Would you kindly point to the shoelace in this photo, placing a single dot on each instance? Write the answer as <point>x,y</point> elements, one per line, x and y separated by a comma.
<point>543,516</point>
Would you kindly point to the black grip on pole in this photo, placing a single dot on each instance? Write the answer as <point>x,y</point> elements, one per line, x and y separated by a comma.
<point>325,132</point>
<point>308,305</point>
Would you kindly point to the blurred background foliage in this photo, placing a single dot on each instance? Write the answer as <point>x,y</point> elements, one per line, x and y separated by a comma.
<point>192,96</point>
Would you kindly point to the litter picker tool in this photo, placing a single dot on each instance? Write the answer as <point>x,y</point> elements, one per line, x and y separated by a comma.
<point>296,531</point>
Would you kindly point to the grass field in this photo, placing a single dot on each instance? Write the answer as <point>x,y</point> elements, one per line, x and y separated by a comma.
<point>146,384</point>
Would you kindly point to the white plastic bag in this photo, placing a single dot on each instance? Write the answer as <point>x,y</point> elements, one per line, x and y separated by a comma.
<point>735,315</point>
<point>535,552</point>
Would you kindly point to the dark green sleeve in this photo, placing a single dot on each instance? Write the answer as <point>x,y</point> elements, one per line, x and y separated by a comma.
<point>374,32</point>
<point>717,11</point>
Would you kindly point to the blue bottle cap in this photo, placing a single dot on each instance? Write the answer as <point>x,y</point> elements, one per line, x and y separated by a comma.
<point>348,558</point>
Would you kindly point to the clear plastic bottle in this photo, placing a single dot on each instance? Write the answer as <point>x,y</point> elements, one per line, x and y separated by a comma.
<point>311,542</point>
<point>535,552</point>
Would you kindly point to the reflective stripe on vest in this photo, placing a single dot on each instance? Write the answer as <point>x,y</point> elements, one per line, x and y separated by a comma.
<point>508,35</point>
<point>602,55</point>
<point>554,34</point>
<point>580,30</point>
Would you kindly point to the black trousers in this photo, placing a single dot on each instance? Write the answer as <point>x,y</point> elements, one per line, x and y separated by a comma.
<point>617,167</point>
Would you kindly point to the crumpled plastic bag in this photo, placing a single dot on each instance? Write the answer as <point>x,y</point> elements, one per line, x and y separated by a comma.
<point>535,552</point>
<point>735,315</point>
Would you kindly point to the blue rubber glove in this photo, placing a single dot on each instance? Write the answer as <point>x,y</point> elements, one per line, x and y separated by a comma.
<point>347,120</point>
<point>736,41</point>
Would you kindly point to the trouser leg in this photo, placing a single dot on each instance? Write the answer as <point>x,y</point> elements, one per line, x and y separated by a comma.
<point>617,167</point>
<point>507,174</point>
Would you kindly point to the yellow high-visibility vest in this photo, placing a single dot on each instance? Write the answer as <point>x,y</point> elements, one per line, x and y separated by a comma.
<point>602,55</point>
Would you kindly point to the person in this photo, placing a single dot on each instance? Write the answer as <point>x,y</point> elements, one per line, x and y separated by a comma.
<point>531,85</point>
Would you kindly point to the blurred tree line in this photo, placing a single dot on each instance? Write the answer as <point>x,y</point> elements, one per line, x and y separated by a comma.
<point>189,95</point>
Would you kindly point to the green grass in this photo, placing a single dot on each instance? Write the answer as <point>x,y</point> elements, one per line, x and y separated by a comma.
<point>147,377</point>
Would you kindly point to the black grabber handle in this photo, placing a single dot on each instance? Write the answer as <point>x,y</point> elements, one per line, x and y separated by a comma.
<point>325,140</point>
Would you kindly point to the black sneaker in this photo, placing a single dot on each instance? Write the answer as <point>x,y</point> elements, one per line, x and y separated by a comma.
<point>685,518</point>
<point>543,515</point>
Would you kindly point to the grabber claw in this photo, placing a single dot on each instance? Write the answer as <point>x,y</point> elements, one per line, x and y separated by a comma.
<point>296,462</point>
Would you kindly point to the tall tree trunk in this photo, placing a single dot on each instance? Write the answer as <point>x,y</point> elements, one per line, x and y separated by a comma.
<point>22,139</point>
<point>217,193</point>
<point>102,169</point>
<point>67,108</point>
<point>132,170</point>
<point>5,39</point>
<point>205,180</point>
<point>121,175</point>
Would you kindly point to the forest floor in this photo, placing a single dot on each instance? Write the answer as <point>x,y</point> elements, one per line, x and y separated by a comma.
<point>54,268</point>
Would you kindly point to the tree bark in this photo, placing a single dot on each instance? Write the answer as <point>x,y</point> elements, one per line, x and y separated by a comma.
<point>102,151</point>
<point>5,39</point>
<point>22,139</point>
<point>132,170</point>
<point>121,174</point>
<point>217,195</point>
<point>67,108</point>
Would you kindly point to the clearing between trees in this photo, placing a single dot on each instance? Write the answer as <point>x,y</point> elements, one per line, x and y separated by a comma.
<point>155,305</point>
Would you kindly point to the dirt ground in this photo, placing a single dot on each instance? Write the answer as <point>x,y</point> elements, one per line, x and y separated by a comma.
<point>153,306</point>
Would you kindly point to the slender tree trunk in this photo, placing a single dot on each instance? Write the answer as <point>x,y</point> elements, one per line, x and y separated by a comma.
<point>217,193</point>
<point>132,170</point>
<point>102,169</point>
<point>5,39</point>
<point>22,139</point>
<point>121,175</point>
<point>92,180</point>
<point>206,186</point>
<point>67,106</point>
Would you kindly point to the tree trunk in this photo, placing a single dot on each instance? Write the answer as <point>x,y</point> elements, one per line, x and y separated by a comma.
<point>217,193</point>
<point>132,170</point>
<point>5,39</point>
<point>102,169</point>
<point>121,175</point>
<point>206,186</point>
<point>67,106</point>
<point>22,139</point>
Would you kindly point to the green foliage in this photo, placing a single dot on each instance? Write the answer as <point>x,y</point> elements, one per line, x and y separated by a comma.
────
▶ WORK TO BE COMPLETED
All of the records above are to be returned exactly as they stand.

▶ ANSWER AREA
Would you kindly point to the shoelace in this photo, placing a single dot on each instance? Write the answer as <point>x,y</point> elements, one per line, x and y separated by a comma.
<point>543,516</point>
Would you kindly point to the black grip on pole in this photo, placing a single dot on each instance? Write the answer as <point>x,y</point> elements, one per line, x and y separated by a comma.
<point>325,132</point>
<point>308,305</point>
Would you kindly point to the blurred background foliage in this photo, placing a single dot on each instance? Write the answer as <point>x,y</point> elements, one per line, x and y separated by a comma.
<point>192,96</point>
Would you kindly point to the litter picker tool in this photo, placing a single dot on each instance? Write the answer as <point>x,y</point> elements, one per line, x and y separated by a comma.
<point>296,531</point>
Would you kindly point to the grass field in this photo, placing a single dot on each instance? Write the answer as <point>x,y</point> elements, one per line, x and y separated by a comma.
<point>146,384</point>
Would you kindly point to the white plastic bag in this photo, placing a single dot on each instance? Write the answer as <point>x,y</point> elements, one per line, x and y separated by a comma.
<point>735,315</point>
<point>535,552</point>
Would you kindly point to the dark green sleeve in this photo, placing a single dot on each instance? Write the answer as <point>x,y</point> elements, one per line, x and y separated by a comma.
<point>374,32</point>
<point>717,11</point>
Would you kindly point to the blue bottle cap in this photo, placing a single dot on each instance? Write the answer as <point>x,y</point> elements, one per line, x and y separated by a comma.
<point>348,558</point>
Would you kindly point to the clear plastic bottle in this photo, placing a single dot on each instance? Write the answer as <point>x,y</point> elements, one per line, x and y separated by a comma.
<point>311,542</point>
<point>535,552</point>
Would you kindly point to the reflective stripe on vest in this photo, placing a single dot on each instance? Write the answer as <point>x,y</point> elements, one per line, x and y separated by a comma.
<point>508,35</point>
<point>602,55</point>
<point>554,34</point>
<point>580,30</point>
Would you kindly point to the black trousers in this photo, placing a single dot on each instance? Write the answer as <point>x,y</point> elements, one per line, x and y separated by a comma.
<point>617,167</point>
Would you kindly point to the crumpled plastic bag in this photo, placing a single dot on each instance? Write the answer as <point>x,y</point> elements, one per line, x and y separated by a comma.
<point>535,552</point>
<point>735,315</point>
Would you kindly point to the blue rubber glove in this photo, placing a single dot on each instance? Write the answer as <point>x,y</point> elements, one per line, x and y separated by a comma.
<point>347,120</point>
<point>736,41</point>
Would you kindly point to the trouser leg in this photo, placing a single dot on each instance? Write the answer as <point>x,y</point> elements, one per line, x and y separated by a comma.
<point>617,167</point>
<point>507,174</point>
Would you kindly point to the yellow high-visibility vest in this photo, placing a single dot on each instance? Write the answer as <point>x,y</point> elements, one per line, x and y separated by a comma.
<point>602,55</point>
Would you kindly point to the person in this photo, placing a single dot on each instance? Write the answer as <point>x,y</point> elements, one per line, x and y separated by a comma.
<point>531,85</point>
Would you kindly point to the blurred tree line in this photo, placing a single dot on each instance? Write the answer as <point>x,y</point> elements, one per line, x and y separated by a comma.
<point>189,95</point>
Would you kindly point to the green grass in this photo, placing a single dot on each instance? Write the answer as <point>x,y</point> elements, one per line, x and y separated by a comma.
<point>147,377</point>
Would you kindly point to the black grabber handle in this photo, placing a single dot on each instance? Write the answer as <point>x,y</point> elements, one per line, x and y separated by a comma.
<point>325,140</point>
Would you kindly point to the black sneaker in this photo, placing a single dot on each instance? Write the answer as <point>x,y</point> elements, one per line, x and y separated by a comma.
<point>685,518</point>
<point>543,515</point>
Would you kindly point to the grabber claw in this photo, placing a single dot on each instance? Write the answer as <point>x,y</point> elements, one per line, x and y separated by a comma.
<point>296,462</point>
Would you kindly point to the tall tree trunk in this photo, placing a single dot on each instance? Write the answer as <point>x,y</point> elements, one per line, x and y separated by a comma.
<point>22,139</point>
<point>217,193</point>
<point>102,169</point>
<point>67,108</point>
<point>132,170</point>
<point>5,39</point>
<point>205,180</point>
<point>121,175</point>
Would you kindly point to the forest floor in this photo, placing a single dot on each instance? Write the answer as <point>x,y</point> elements, one per line, x and y separated by a comma.
<point>54,268</point>
Would you kindly point to the tree bark in this photo, placing a single dot on each instance? Write the answer as <point>x,y</point> elements, one per line, x and y separated by a comma.
<point>102,151</point>
<point>5,39</point>
<point>22,139</point>
<point>132,170</point>
<point>121,174</point>
<point>217,195</point>
<point>67,108</point>
Would you kindly point to the clearing between trees in this photo, placing a single dot on each instance? Write the answer as <point>x,y</point> elements, one per line, x and y separated by a comma.
<point>155,305</point>
Would you kindly point to the dirt ground in this photo, placing a single dot on each instance? Write the answer as <point>x,y</point> elements, one per line, x and y separated by a comma.
<point>153,306</point>
Would you kindly point to the slender tree trunk in this photo, placing a single dot on each instance? Write the answer as <point>x,y</point> elements, one per line, x and y separated by a comma.
<point>217,193</point>
<point>132,170</point>
<point>102,169</point>
<point>5,39</point>
<point>22,139</point>
<point>121,175</point>
<point>92,180</point>
<point>206,186</point>
<point>67,106</point>
Would you kindly point to the tree trunk in this photo, placing a single dot on each instance? Write the answer as <point>x,y</point> elements, one per line, x and y separated by a comma.
<point>217,193</point>
<point>132,170</point>
<point>5,39</point>
<point>102,169</point>
<point>121,175</point>
<point>206,186</point>
<point>67,106</point>
<point>22,139</point>
Would you kindly point to the green foliage in this photo, placing a single dot on each instance? Write the answer as <point>x,y</point> elements, one per line, x and y separated by a comma.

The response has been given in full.